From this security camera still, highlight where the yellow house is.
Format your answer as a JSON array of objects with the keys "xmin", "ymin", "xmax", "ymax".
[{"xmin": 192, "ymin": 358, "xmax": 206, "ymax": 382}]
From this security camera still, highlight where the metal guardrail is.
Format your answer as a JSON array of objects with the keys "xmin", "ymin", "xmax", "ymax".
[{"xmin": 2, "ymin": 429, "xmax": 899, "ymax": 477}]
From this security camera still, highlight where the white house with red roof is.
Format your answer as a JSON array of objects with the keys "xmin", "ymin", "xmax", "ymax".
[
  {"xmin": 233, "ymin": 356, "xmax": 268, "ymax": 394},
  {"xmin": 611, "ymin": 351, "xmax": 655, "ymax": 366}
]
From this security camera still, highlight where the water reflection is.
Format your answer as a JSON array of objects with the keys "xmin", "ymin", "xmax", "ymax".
· · · · ·
Every line above that holds the string "camera" should be returned.

- Completed task
From this security camera still, highlight where the yellow house is.
From this security camera still, highlight where the metal guardrail is.
From this security camera still, highlight where the white house with red roof is.
From this security camera still, highlight where the water reflection is.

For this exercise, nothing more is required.